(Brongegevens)
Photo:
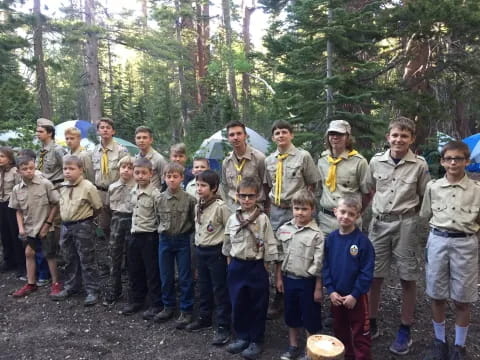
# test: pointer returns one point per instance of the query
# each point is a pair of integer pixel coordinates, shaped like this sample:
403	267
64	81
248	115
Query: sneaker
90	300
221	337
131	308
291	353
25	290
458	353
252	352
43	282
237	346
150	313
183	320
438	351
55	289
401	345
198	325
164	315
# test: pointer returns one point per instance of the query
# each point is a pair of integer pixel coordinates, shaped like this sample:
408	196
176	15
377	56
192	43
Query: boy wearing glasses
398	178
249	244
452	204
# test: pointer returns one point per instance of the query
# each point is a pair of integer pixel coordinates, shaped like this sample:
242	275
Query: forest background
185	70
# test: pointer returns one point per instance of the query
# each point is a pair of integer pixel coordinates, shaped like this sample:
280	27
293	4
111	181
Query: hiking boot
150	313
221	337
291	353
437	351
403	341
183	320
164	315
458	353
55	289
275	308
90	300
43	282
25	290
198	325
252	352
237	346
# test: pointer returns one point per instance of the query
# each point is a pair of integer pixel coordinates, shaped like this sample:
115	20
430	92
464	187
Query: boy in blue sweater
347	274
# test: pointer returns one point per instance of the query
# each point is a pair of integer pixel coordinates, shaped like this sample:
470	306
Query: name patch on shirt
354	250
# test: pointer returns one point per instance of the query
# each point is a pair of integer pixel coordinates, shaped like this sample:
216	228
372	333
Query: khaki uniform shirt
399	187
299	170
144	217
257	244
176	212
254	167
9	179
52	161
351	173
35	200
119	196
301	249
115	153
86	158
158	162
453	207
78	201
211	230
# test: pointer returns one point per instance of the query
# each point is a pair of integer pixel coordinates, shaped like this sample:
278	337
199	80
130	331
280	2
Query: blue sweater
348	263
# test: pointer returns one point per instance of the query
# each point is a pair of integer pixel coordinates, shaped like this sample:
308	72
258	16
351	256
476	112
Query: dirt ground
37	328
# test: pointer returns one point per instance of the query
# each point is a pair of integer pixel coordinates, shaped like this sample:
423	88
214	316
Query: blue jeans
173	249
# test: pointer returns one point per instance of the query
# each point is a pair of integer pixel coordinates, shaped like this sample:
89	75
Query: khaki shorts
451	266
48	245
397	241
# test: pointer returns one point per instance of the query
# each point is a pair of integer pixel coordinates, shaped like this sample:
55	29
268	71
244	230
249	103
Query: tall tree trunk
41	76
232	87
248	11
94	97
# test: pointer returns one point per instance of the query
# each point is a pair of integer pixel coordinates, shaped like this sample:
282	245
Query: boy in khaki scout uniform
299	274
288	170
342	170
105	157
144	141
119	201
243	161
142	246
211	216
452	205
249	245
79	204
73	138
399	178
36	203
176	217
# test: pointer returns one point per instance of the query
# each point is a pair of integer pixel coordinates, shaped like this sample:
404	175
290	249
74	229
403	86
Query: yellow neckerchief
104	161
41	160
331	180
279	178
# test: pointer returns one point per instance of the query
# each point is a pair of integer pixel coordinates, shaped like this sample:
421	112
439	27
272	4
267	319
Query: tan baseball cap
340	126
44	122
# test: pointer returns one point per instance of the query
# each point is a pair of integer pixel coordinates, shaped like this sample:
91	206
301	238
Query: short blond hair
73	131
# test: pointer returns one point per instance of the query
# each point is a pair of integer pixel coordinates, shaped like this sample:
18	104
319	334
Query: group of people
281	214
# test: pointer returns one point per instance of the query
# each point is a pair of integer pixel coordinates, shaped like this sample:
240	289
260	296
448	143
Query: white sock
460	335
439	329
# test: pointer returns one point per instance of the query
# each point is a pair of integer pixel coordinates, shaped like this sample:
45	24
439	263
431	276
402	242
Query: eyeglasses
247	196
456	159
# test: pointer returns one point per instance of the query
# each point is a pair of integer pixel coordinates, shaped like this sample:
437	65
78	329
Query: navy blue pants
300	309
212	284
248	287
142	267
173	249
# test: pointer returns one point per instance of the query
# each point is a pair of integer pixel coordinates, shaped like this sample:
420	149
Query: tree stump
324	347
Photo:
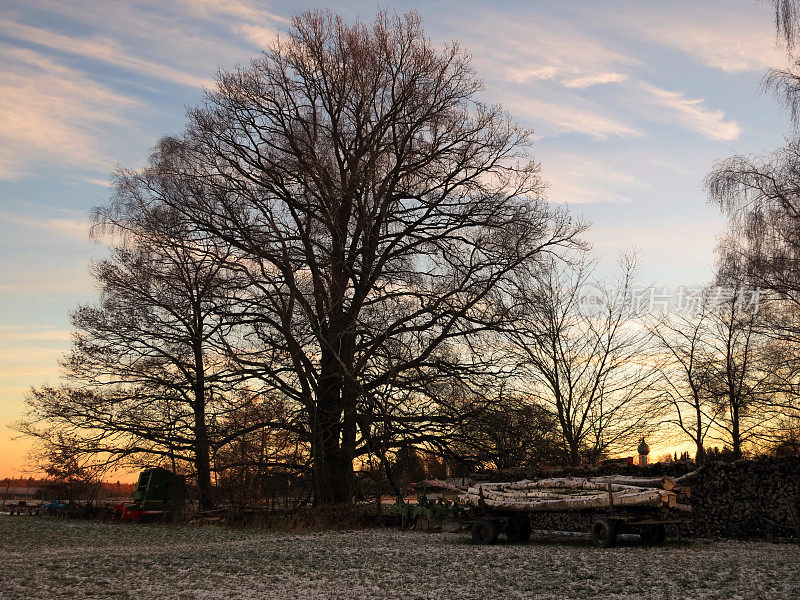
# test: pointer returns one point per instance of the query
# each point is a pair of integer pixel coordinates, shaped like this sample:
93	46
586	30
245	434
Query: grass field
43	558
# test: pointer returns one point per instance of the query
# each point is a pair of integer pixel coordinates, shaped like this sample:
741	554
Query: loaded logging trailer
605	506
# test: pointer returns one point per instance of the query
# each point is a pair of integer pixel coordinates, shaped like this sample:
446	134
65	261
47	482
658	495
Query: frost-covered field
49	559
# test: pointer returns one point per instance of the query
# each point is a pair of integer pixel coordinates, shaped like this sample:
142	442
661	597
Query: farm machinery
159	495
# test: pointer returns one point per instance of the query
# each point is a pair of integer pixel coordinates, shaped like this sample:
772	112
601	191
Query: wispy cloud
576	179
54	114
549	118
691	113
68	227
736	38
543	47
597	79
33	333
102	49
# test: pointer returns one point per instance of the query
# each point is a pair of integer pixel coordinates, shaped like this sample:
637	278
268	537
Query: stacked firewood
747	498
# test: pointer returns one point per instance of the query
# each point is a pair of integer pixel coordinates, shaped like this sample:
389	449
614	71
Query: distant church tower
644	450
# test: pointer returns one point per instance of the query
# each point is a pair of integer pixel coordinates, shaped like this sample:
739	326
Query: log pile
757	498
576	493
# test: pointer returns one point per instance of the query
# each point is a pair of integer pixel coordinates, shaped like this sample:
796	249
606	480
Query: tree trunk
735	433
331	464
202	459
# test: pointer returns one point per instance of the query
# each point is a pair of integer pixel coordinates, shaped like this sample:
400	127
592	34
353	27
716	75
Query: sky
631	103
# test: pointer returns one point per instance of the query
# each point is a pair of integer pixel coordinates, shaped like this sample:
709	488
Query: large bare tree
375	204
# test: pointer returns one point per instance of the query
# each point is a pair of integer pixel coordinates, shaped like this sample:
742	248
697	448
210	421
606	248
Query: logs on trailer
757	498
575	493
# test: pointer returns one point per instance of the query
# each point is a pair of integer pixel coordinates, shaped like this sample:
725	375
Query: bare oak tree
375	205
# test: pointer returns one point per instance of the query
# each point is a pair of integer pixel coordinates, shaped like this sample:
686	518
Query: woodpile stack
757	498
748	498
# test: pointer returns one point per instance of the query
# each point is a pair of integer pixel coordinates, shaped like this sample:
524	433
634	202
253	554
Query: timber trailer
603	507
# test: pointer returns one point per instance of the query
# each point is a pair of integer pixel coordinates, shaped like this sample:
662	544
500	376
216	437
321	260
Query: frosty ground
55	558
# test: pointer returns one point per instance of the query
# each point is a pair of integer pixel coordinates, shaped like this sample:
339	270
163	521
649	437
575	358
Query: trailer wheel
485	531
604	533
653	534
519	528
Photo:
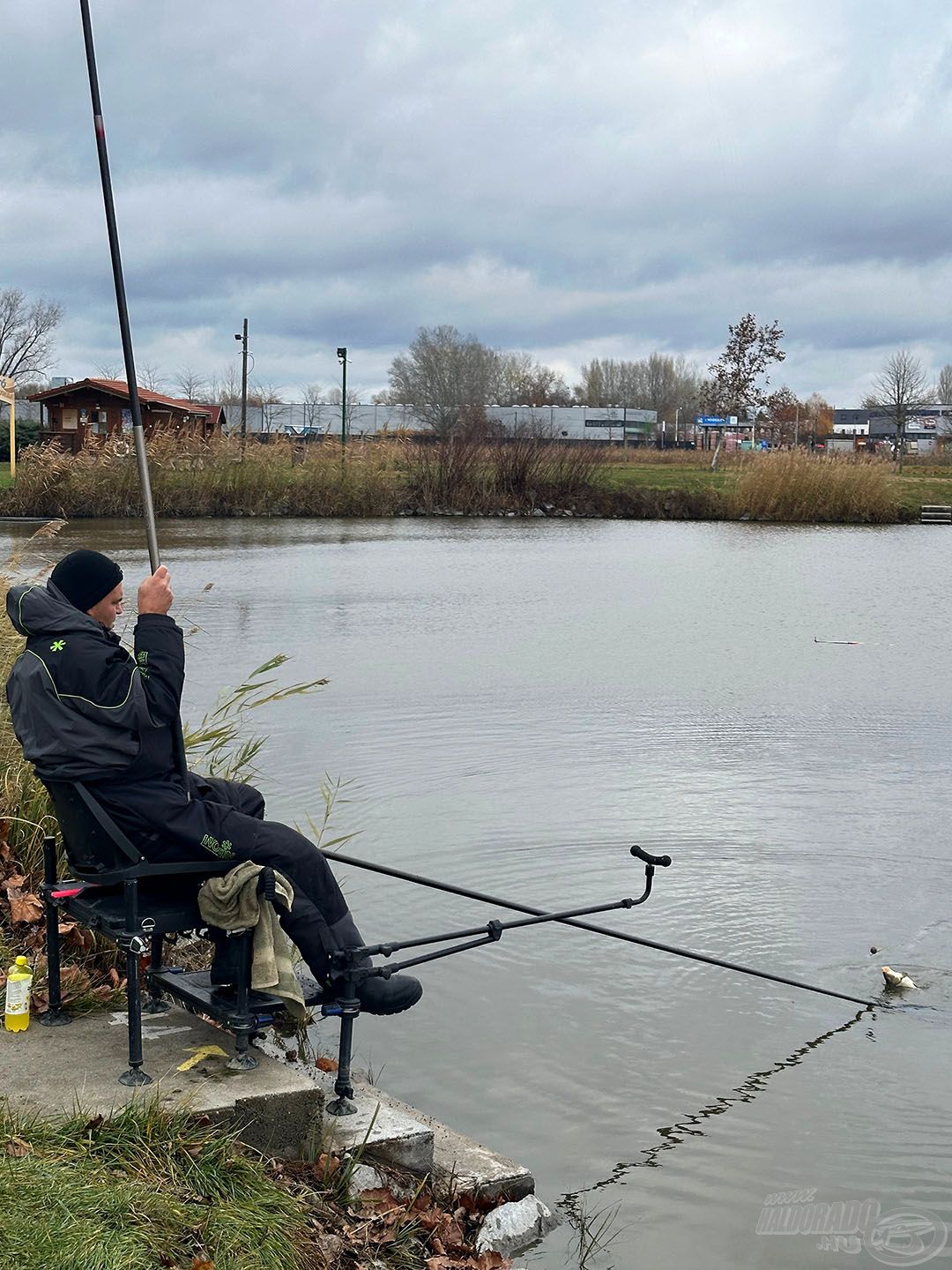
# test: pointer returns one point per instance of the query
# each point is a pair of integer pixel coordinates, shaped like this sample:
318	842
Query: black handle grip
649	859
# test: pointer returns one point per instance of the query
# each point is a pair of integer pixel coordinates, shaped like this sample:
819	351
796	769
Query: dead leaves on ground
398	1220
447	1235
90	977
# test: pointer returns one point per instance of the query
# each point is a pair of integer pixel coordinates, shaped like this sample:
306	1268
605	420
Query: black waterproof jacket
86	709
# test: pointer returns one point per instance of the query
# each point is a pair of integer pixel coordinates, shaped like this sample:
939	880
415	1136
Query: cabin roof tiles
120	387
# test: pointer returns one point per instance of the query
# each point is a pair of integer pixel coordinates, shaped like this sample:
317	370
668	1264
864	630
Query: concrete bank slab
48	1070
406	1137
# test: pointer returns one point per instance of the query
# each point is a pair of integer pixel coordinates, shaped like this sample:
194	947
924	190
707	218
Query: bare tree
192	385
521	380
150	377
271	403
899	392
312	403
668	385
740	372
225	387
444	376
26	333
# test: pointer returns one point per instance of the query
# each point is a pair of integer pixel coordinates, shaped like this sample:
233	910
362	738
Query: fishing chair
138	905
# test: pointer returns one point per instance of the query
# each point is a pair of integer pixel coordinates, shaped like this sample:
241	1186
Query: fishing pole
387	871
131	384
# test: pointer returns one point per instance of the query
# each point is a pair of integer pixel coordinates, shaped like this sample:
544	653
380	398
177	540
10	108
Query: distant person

## [Doel]
Verzamel alsjeblieft elke regel uit de lijst hierboven waarin het woord "fishing" voorkomt.

## [Antwoord]
Query: fishing chair
Query: fishing pole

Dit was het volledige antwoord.